YOUR ASSIGNMENT. Repeat the records in full. No pictures belong in the copy.

DATA PROVIDED section start

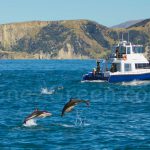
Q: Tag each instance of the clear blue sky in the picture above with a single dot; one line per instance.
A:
(106, 12)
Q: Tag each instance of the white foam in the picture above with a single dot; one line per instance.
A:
(29, 123)
(67, 125)
(47, 91)
(94, 81)
(135, 83)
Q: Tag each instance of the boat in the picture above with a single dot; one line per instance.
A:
(126, 63)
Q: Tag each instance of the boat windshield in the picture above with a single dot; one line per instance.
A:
(137, 49)
(115, 67)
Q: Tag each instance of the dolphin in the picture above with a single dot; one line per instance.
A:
(71, 104)
(37, 114)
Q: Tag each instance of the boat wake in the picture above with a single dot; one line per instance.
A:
(135, 83)
(47, 91)
(93, 81)
(29, 123)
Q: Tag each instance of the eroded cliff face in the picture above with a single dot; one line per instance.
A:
(74, 39)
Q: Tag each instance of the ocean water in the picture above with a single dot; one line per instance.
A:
(118, 116)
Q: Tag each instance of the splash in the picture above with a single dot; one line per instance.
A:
(135, 83)
(80, 121)
(29, 123)
(47, 91)
(94, 81)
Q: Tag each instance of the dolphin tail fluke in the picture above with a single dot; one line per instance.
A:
(87, 102)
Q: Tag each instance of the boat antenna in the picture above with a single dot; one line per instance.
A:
(122, 36)
(128, 36)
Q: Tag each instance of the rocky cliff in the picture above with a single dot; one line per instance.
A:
(65, 39)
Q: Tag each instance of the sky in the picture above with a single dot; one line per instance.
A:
(106, 12)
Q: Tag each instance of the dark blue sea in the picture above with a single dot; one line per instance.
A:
(118, 116)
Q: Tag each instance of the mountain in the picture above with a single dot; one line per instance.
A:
(71, 39)
(126, 24)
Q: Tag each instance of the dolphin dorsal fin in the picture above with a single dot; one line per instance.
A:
(36, 109)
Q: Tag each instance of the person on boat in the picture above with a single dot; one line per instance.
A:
(117, 52)
(113, 68)
(94, 71)
(98, 67)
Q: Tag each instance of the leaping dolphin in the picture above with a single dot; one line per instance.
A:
(71, 104)
(37, 114)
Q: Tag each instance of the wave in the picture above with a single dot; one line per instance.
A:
(135, 83)
(29, 123)
(47, 91)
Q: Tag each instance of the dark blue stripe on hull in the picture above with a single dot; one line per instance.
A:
(127, 78)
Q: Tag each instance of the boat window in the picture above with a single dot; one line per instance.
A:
(127, 67)
(128, 50)
(123, 50)
(142, 66)
(115, 67)
(137, 49)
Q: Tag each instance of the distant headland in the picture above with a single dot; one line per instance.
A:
(67, 39)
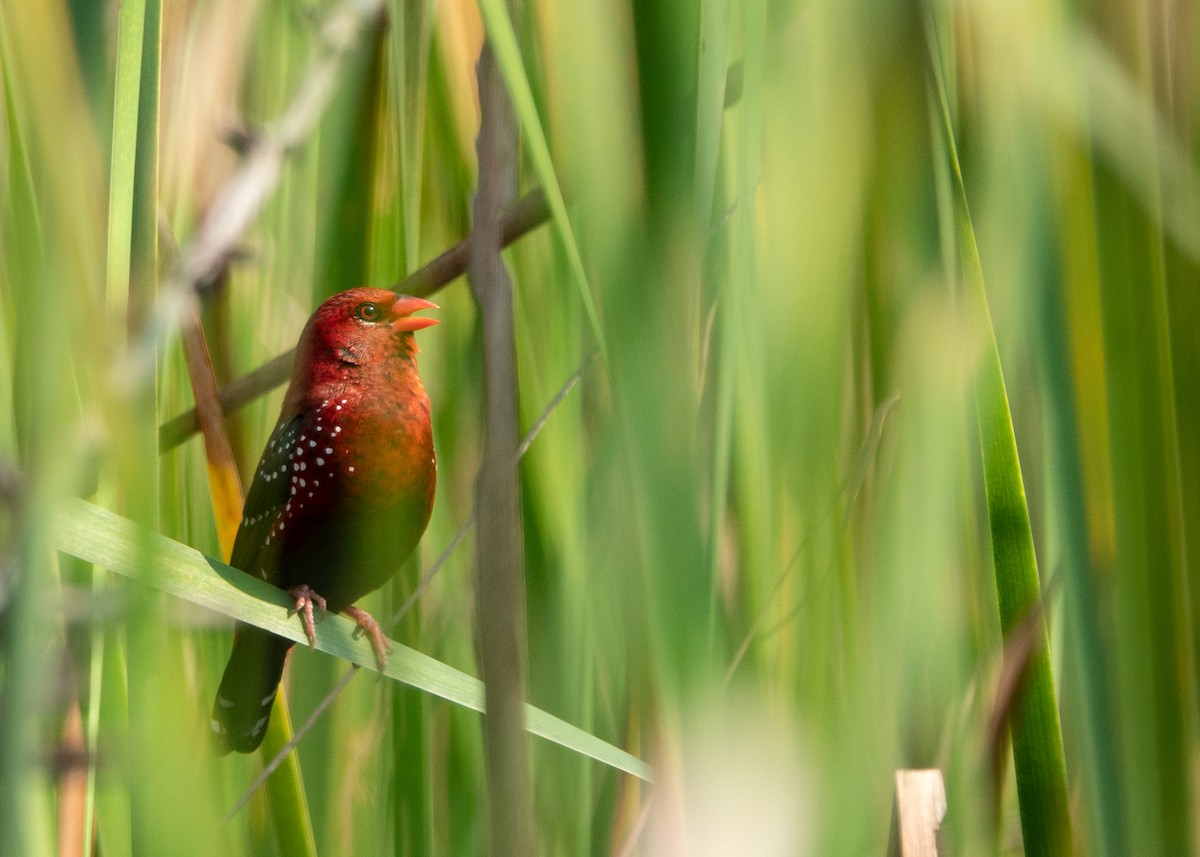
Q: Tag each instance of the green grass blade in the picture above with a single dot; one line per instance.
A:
(1037, 735)
(508, 58)
(100, 537)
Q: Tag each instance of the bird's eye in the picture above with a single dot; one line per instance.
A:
(367, 312)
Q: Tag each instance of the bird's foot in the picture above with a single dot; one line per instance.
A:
(305, 600)
(371, 628)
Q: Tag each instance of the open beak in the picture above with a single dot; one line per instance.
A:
(402, 318)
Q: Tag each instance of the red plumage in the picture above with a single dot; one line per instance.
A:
(342, 493)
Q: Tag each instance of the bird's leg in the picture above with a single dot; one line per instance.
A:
(305, 599)
(371, 628)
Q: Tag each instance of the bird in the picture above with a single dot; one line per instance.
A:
(342, 492)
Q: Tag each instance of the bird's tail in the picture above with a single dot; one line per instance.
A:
(251, 679)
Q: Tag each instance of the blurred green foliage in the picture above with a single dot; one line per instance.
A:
(757, 540)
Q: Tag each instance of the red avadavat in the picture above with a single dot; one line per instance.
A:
(342, 493)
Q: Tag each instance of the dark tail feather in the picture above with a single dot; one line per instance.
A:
(247, 689)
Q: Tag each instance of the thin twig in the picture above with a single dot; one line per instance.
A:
(243, 197)
(519, 221)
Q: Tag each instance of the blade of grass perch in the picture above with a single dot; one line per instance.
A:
(1037, 735)
(101, 537)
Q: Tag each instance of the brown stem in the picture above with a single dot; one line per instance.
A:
(499, 569)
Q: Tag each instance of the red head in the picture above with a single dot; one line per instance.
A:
(358, 335)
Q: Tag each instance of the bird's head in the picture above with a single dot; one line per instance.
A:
(365, 327)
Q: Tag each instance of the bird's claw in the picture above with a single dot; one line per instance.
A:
(369, 625)
(305, 600)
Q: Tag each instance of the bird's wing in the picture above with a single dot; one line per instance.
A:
(253, 549)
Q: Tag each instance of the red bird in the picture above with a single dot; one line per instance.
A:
(342, 493)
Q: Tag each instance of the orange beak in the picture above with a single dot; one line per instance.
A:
(403, 321)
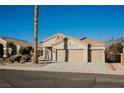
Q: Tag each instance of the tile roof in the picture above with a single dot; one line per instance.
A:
(92, 41)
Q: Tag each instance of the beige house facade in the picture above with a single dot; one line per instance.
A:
(63, 48)
(11, 46)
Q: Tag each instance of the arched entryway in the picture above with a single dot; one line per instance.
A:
(1, 50)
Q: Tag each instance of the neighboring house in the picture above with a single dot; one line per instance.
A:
(62, 48)
(11, 46)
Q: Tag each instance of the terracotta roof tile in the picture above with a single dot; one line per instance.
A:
(92, 41)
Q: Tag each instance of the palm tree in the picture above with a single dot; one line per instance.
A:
(35, 33)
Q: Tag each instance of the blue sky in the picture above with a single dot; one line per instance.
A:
(98, 22)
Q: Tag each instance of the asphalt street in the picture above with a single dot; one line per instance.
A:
(42, 79)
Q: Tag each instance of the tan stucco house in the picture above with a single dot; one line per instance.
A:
(63, 48)
(12, 45)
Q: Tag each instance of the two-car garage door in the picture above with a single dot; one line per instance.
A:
(72, 54)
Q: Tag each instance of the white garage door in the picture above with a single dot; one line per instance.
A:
(97, 56)
(75, 55)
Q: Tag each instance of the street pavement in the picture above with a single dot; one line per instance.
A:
(62, 75)
(42, 79)
(84, 67)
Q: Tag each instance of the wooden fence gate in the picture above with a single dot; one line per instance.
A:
(112, 58)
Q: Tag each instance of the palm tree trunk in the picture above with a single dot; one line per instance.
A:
(35, 33)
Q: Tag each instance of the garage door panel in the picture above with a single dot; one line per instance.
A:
(97, 56)
(75, 55)
(60, 55)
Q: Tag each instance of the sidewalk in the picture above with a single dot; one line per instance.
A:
(92, 67)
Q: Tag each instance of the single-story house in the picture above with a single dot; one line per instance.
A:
(11, 46)
(63, 48)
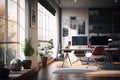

DATA PROVIDED section end

SOLUTION.
Q: Tag each instance of the clear blue sky in the picture above with a single dot; one line per instance.
A:
(106, 12)
Q: Tag each instance of the white foam in the picture above with a single dot; one line per instance.
A:
(29, 123)
(67, 125)
(47, 91)
(94, 81)
(135, 83)
Q: Tag each instance of the boat in the picture above with a single dot; one line per instance.
A:
(126, 63)
Q: Tag each instance of the boat windshield in the picture above with a single dot; one line per instance.
A:
(137, 49)
(115, 67)
Q: Tag each instance of the dolphin in the picture above with a single dot; one line per instance.
A:
(71, 104)
(37, 114)
Q: Tag each instance of the boat wake in the picture above with a single dot; one line per instance.
A:
(135, 83)
(47, 91)
(93, 81)
(29, 123)
Q: Tag each instance of the eroded cliff face in the picture above with a single dot; one line per instance.
A:
(74, 39)
Q: Tag each instance of the ocean water in the picture above with a single dot; one line per instance.
A:
(118, 116)
Q: Tag each instance of the splash in the picture above with a single dot; one line per instance.
A:
(135, 83)
(80, 121)
(29, 123)
(47, 91)
(94, 81)
Q: Tag each instance of the dolphin tail fluke in the picture above with a single dot; one line per instance.
A:
(87, 102)
Q: Tag each instance of the boat antenna in the picture above with a single dot; one line per instance.
A:
(122, 36)
(128, 36)
Q: Tag each instance of the rocky cliff in the picture above with a single dot; one line per instance.
A:
(65, 39)
Q: Tag each instance of the sky in the picture above with a single dot; one line per instance.
A:
(106, 12)
Q: Tag each instance of the dark blue sea in the picture above with a single dot; one line per instance.
A:
(118, 116)
Q: Tag each instance of the mountain in the picture above with a single dot; one line per instance.
A:
(71, 39)
(126, 24)
Q: Tag each instance of the dolphin dorsal fin in the picture above with a single dot; one line per instance.
A:
(36, 109)
Q: Tag each instance of the person on boat in the picture above with a single dot; one line per instance.
A:
(117, 52)
(113, 68)
(94, 71)
(98, 67)
Q: Tag each instance of the leaping dolphin in the picture above with a single dot; one line per instance.
A:
(71, 104)
(37, 114)
Q: Tag each instance of the wave in the picture above with a single dot; one line per instance.
A:
(135, 83)
(29, 123)
(47, 91)
Q: Tag each instance of the dark blue stripe on hull in the picture above with a single dot; one line per instance.
A:
(127, 78)
Q: Tag each instance of the boat window in the picture above with a single dot; one line per instance.
A:
(127, 67)
(128, 50)
(123, 50)
(142, 66)
(115, 67)
(137, 49)
Q: Tag each instance of the distant headland in the picture above with a single dot; one line per instance.
A:
(67, 39)
Q: Tag each instance of the green grass blade in the picture above with a single dot; one line per instance.
A:
(1037, 735)
(508, 58)
(100, 537)
Q: Tag each instance of the bird's eye in the picture above with a single dot; one line per instance.
A:
(367, 312)
Q: Tag each instance of the bird's foot in the picture above with a single dot; one line per instance.
A:
(305, 600)
(371, 628)
Q: Tag each instance of the open beak in the picture above with a single dot; one line per instance.
A:
(402, 318)
Q: Tag each instance of the red plumage in the picture above with a single dot; one line per instance.
A:
(342, 493)
Q: Tag each instance of the bird's leg in the picture above with a single dot; one line per instance.
A:
(305, 599)
(371, 628)
Q: Tag each instance of the bird in the picture above with a single dot; one line per instance.
A:
(342, 492)
Q: Tag each instance of the bird's tail in the picture above with a single dot; one line per instance.
A:
(251, 679)
Q: Tag each instance of the blurred green foliage in the picture above with a single dot; one line per instance.
A:
(757, 540)
Q: Tag each instance of the red avadavat in the picture above with a single dot; one line per instance.
A:
(342, 493)
Q: Tag each instance of the dark tail feather in the picture above with a single dot; one line per instance.
A:
(247, 689)
Q: Tag each instance of the thin twig in the picture above with a single dot; one line per instance.
A:
(243, 197)
(519, 221)
Q: Tag each instance of the blade of grass perch in the picture above with a single dot; one line per instance.
A:
(1037, 735)
(101, 537)
Q: Tag each instance of the brown stem in the picture above with a single dot; one line per instance.
A:
(499, 569)
Q: Tag each instance of the red head in the picture above with a single dot; one line per instance.
A:
(358, 335)
Q: Tag each instance of the bird's head in the picture above with a single dot; one line per instance.
A:
(365, 327)
Q: Tag each instance of the bird's claw in the picture above with a single dot; one line per instance.
A:
(369, 625)
(305, 600)
Q: Tag each instance of the bird's wing in the picture above with a single dot; one line per instance.
A:
(253, 549)
Q: Tag each instance of the red bird in the picture above with a single dot; one line per instance.
A:
(342, 493)
Q: Tag each instance of the orange beak in the picture above with a single dot; one line per instance.
A:
(403, 321)
Q: Tag each instance of the tile roof in the picture above with a single dot; one line per instance.
A:
(92, 41)
Q: Tag each instance of the beige house facade in the picture above with a single dot; one line per instance.
A:
(63, 48)
(11, 46)
Q: Tag each instance of the arched entryway in the picture above with a single dot; one line per instance.
A:
(1, 50)
Q: Tag each instance of the neighboring house in the picture above with a single dot; one line per instance.
A:
(62, 48)
(11, 46)
Q: Tag each instance of the terracotta roof tile in the picture above with a single dot; one line per instance.
A:
(92, 41)
Q: Tag each instance of the palm tree in the picture above with a single dot; one line per instance.
A:
(35, 33)
Q: Tag each instance of the blue sky in the picture above with a single dot; one line per instance.
A:
(98, 22)
Q: Tag each instance of the asphalt street in the picture above with a single dot; one line per instance.
A:
(42, 79)
Q: Tag each instance of the tan stucco house in the picture above with a single dot; one line per instance.
A:
(63, 48)
(12, 45)
Q: Tag each instance of the two-car garage door in the picture above with a single dot; one line per instance.
A:
(72, 54)
Q: Tag each instance of the white garage door in the picture above with a single dot; one line per instance.
A:
(97, 56)
(75, 55)
Q: Tag each instance of the street pavement in the picture above with a single dot; one line per instance.
A:
(62, 75)
(42, 79)
(84, 67)
Q: Tag each instance of the wooden fence gate in the picture above with a single dot; one line per instance.
A:
(112, 58)
Q: Tag each instance of the palm tree trunk in the picture above with a single dot; one line per instance.
A:
(35, 33)
Q: Tag each instance of the garage door panel in the picture above with a single dot; one line per instance.
A:
(97, 56)
(75, 55)
(60, 55)
Q: Tag each instance of the sidewalk in the picture above with a single dot; one line per instance.
A:
(92, 67)
Q: Tag each instance of the single-story house in the picture above with a single dot; one line per instance.
A:
(11, 46)
(63, 48)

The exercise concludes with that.